## [Aim of the task]
From the data below, retype exactly the lines starting with the one that contains "Practice. Identify the sky" and ending with the one that contains "Practice. Identify the heron's", both included.

## [Data for this exercise]
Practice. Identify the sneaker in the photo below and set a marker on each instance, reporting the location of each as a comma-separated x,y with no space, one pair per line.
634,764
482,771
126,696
* * *
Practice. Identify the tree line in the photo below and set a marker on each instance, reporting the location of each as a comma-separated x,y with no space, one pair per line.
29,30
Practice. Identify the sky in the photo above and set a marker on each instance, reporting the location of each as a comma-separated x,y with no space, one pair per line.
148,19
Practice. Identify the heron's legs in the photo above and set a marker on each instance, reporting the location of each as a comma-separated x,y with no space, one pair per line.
==
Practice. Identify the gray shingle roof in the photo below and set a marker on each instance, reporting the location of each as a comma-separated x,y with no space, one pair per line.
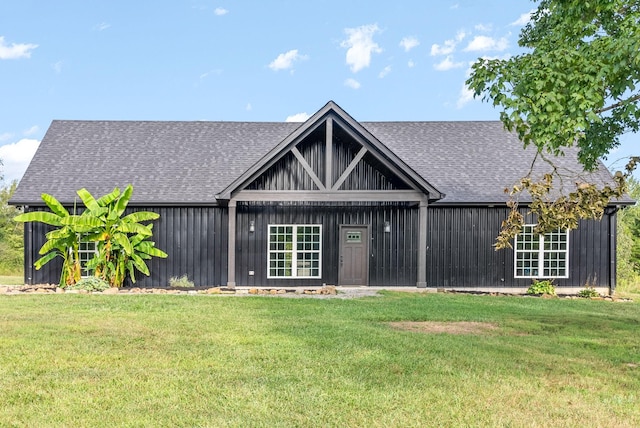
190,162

## [Solution to this task]
Practice. Identify the sky in the photo above and set a marker on each instance, reporting the location of each as a comma-separated x,y with no space, one pair per line.
148,19
Practice. Identify the heron's legs in the photo above and set a marker on each instance, reporting the location of each as a comma-separated x,y with no space, one pair per line.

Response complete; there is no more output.